What you need to produce is the complete listing, repeated exactly.

▶ [Records provided]:
┄┄┄┄┄┄

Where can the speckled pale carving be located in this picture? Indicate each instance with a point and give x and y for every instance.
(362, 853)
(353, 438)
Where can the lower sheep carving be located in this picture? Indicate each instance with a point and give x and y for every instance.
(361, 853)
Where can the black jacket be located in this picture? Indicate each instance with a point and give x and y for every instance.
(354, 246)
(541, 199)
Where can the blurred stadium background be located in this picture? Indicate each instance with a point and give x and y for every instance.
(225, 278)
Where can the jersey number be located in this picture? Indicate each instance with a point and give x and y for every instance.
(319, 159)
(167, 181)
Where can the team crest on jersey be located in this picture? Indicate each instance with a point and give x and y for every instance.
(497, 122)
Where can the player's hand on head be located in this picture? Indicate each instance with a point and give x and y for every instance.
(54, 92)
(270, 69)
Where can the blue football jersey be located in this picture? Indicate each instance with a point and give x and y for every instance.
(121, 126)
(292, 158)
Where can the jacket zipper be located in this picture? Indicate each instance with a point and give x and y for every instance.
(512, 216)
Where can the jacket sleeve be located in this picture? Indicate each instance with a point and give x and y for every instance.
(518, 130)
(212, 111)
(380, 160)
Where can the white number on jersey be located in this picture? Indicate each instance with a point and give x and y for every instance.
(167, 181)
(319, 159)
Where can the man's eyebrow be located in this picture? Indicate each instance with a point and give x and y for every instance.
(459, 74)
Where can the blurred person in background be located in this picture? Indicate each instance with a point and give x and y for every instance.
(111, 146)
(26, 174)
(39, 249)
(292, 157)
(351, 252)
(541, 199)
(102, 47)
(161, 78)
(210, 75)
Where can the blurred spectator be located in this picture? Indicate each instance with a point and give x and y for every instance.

┄┄┄┄┄┄

▶ [Answer section]:
Where can the speckled pale carving be located in this picture? Indicate each instance with a point and give x and y for every instance.
(362, 853)
(353, 438)
Where can the lower sheep carving be located in this picture? Indicate each instance with a point and give x and y for every instance.
(361, 853)
Where can the black jacket be located in this picture? Indicate each instance with a point and give x and y for every instance.
(354, 246)
(541, 199)
Where can the blurred stadium background be located in this picture? Indicate each instance with a point and give x and y for every instance.
(225, 278)
Where can the jersey number be located in this picture? Indicate each instance with a point and give x and y for every instance.
(319, 159)
(167, 181)
Where can the team crest on jersey be located in this picture? Indicate each instance with a point and give x and y for every instance.
(497, 122)
Where can the player's hand on head be located in this picture? Indicate each instance with a point and give x and y for every instance.
(54, 92)
(270, 69)
Where can the blue football jersey be located in this picture? Indicate each instance with a point and give x and y for every instance.
(121, 126)
(292, 158)
Where can the jacket zipper be located in this picture? Indicate each instance with a point and give x and y for every instance.
(512, 216)
Where can the jacket sleeve be located in this picture? Indicate each instance with a point and give x and y for every instance.
(518, 130)
(212, 111)
(380, 160)
Where can the white number on jersey be located in this picture? Indicate each instance with a point and give x and y for every instance.
(167, 181)
(319, 159)
Where can the man's eyebrow be located in this picture? Indicate each instance with a point and give x and y for every instance.
(459, 74)
Where can the blurred person in background be located in this picture? Indicate each instance with a point and give x and y for every instance.
(111, 146)
(26, 174)
(39, 249)
(292, 157)
(351, 252)
(541, 199)
(102, 47)
(161, 78)
(210, 75)
Where can the blurred spectator be located in this picture? Indicate each instance with a point and give x and y for every instance.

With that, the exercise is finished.